:: Task ::
Output, as a JSON list of strings with one string per line, the rows below from the line that contains "Readme: the locator spots each instance of the green" through the line that contains "Target: forested hillside". Exclude the pictures.

[Begin Material shown]

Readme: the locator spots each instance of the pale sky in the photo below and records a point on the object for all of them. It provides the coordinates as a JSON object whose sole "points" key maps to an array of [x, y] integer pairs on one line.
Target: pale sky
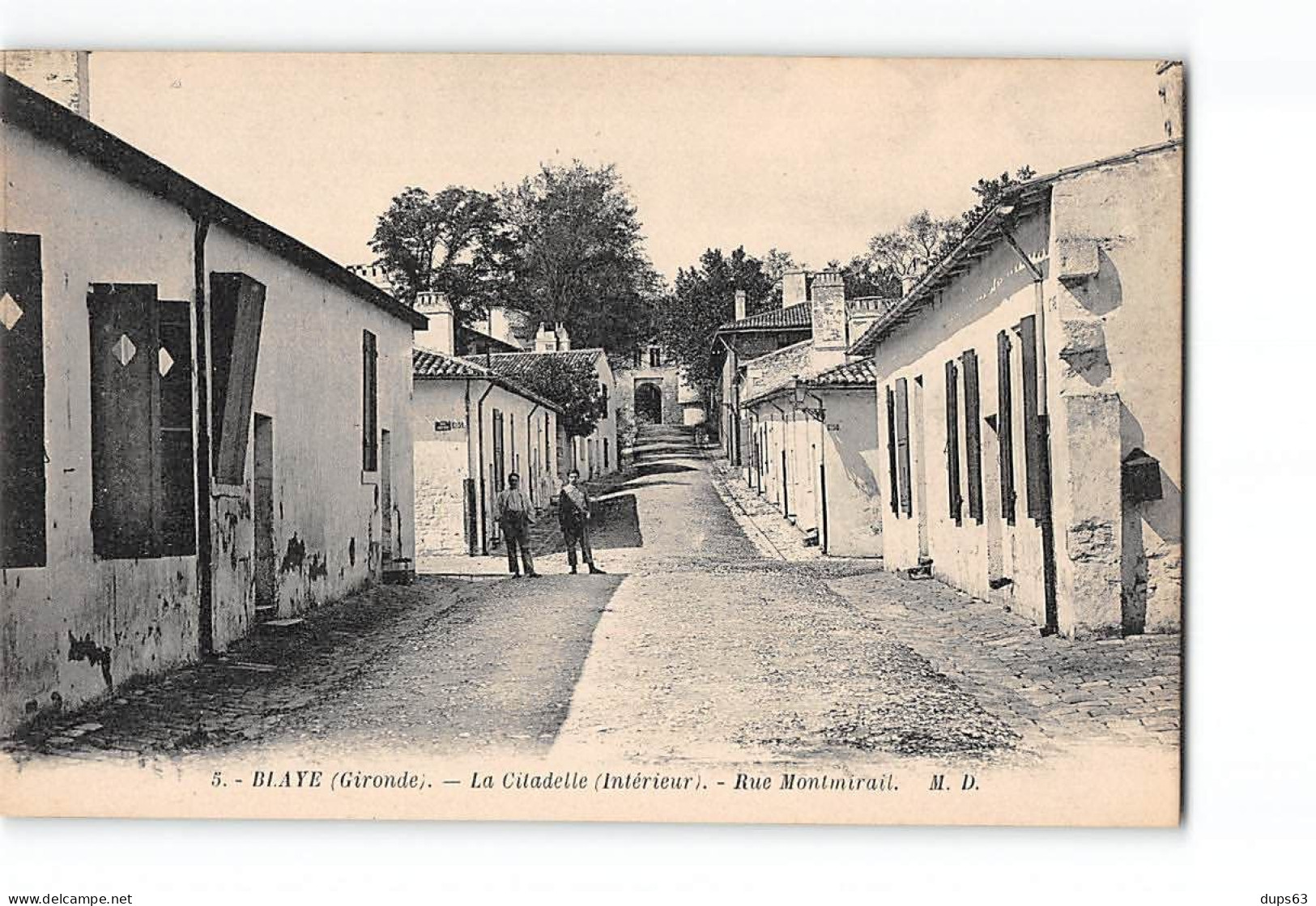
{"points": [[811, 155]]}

[End Material shown]
[Begin Material shown]

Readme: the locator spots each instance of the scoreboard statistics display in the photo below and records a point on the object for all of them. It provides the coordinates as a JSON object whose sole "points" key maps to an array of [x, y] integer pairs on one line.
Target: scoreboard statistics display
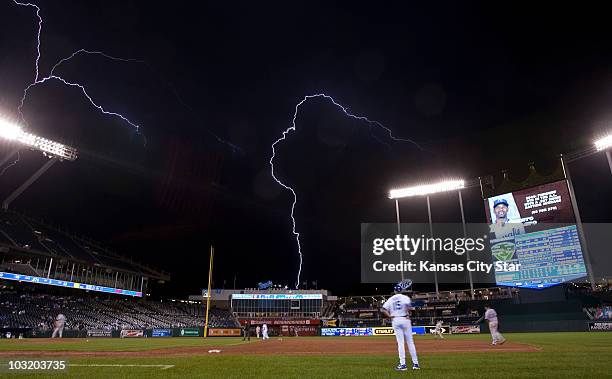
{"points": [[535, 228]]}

[End Material shown]
[Begin Material shown]

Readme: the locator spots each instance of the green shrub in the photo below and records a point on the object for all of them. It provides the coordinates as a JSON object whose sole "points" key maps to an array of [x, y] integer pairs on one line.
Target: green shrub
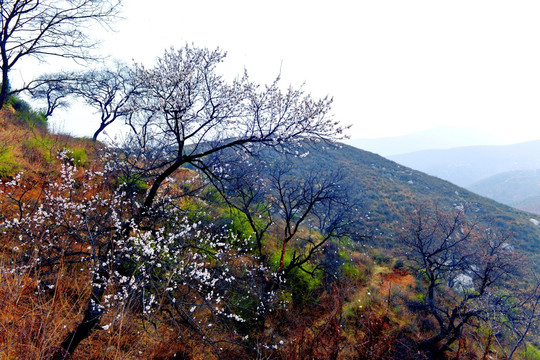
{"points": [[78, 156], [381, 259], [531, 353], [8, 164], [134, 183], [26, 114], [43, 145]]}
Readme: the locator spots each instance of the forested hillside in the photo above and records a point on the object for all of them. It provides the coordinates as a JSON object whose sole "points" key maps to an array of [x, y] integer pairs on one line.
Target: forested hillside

[End Material shown]

:: Written reply ::
[
  "Readme: the locator spots each instance of the green shrub in the photo below and records a point on the object for all of them. It provides the coordinates as a JSON object whose sole \"points\" key maps to an array of [x, y] integer pairs on one line.",
  "Target: green shrub",
  "{\"points\": [[78, 156], [381, 259], [531, 353], [8, 164], [134, 183], [26, 114], [43, 145]]}",
  "Readme: the locator spots each instance of the forested hillside in the photo above and records a point on the object for all of them. It provides the coordinates as a JSON object whose sole \"points\" key maps to an array of [x, y] integer pairs on one line.",
  "Target: forested hillside"
]